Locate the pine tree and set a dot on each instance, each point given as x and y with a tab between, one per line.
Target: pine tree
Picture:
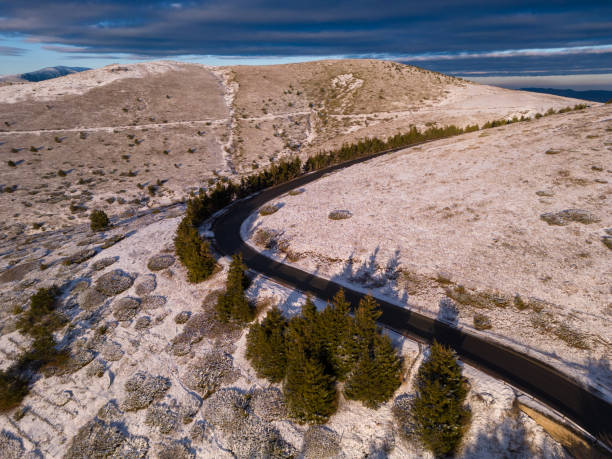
233	304
377	375
338	328
194	252
438	409
310	392
307	331
266	346
366	316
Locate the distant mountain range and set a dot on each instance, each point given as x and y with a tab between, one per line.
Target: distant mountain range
594	95
51	72
43	74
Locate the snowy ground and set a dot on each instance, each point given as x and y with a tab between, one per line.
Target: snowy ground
467	212
59	406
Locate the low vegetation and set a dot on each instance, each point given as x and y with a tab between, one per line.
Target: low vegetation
98	220
310	353
38	322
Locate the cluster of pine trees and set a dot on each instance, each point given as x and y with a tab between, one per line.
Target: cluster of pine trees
232	304
370	146
440	416
311	352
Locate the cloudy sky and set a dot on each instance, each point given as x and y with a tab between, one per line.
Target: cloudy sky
503	39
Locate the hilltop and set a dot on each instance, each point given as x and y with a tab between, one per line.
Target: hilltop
148	368
150	133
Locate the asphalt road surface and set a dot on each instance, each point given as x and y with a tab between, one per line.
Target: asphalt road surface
570	398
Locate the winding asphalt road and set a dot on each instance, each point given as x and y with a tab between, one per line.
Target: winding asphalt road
585	407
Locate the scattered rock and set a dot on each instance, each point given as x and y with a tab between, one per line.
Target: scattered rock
97	369
198	432
96	439
182	317
11	446
111	241
207	373
134	447
180	348
112	351
110	412
142	389
60	398
545	193
114	282
268	404
99	265
142	323
339	214
77	360
17	273
79	287
146	285
320	442
79	257
126	308
244	434
150	302
91	299
162	417
175	449
159	262
190	406
566	216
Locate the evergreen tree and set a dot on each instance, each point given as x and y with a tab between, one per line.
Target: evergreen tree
438	409
233	304
366	316
194	252
310	392
378	372
266	346
338	327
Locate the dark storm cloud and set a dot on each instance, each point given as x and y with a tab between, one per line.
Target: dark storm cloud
316	28
11	51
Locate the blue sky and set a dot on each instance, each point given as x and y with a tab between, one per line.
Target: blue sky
494	39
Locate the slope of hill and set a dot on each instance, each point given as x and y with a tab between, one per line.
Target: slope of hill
150	133
593	94
150	370
42	74
508	230
51	72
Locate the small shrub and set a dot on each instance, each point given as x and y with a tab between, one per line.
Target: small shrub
13	389
98	220
268	210
482	322
339	215
519	303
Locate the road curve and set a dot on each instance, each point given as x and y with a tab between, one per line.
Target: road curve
560	392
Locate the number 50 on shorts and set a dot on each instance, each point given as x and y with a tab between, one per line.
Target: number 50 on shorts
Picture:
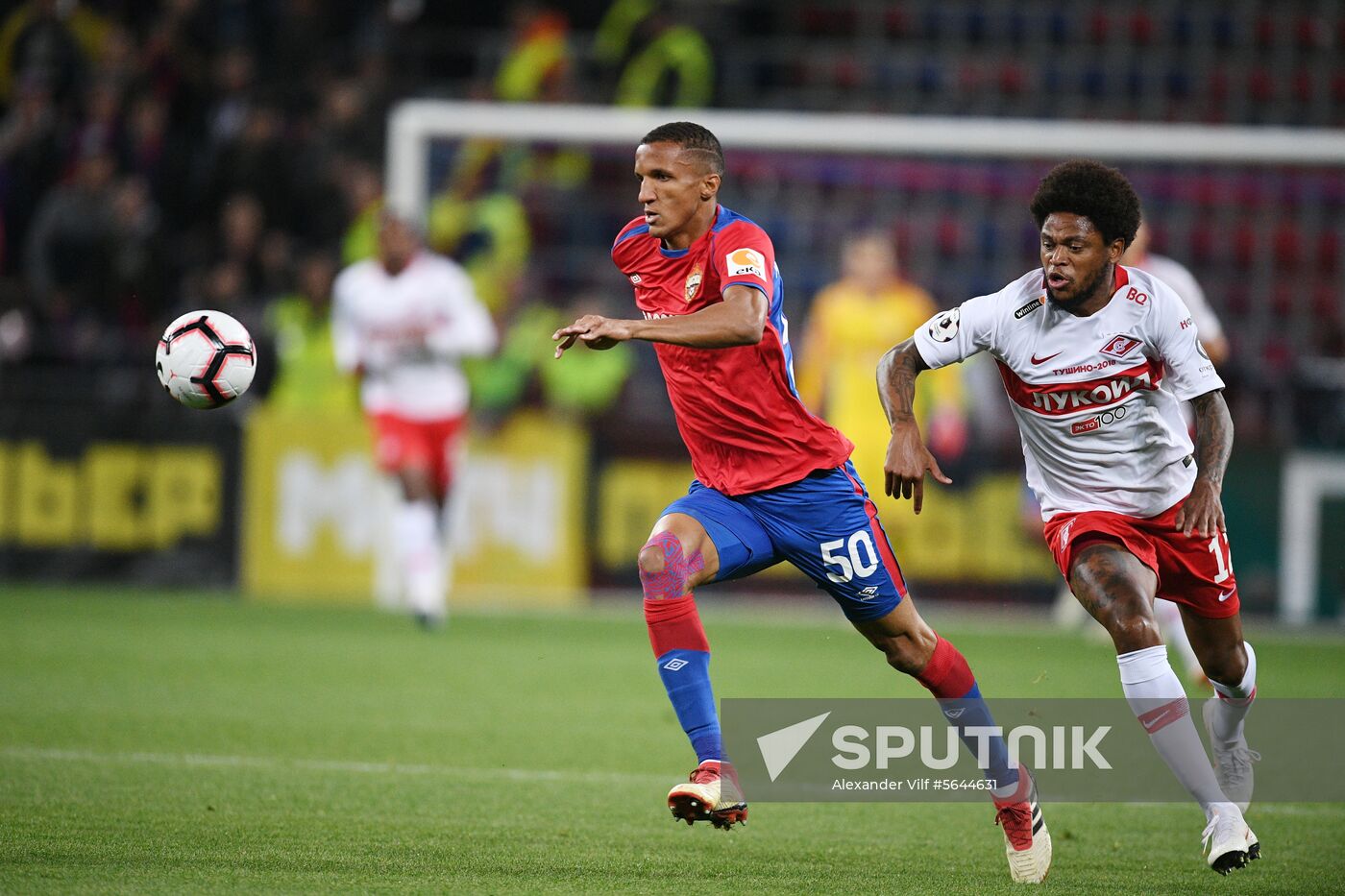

> [How to complete this task] If a line in the listing holds the word "shorts", copy it out.

> [Reply]
Locate the number 50 on shorts and set a dot on each instance, each point given as x and y with a tab between, one per line.
Target: number 50 on shorts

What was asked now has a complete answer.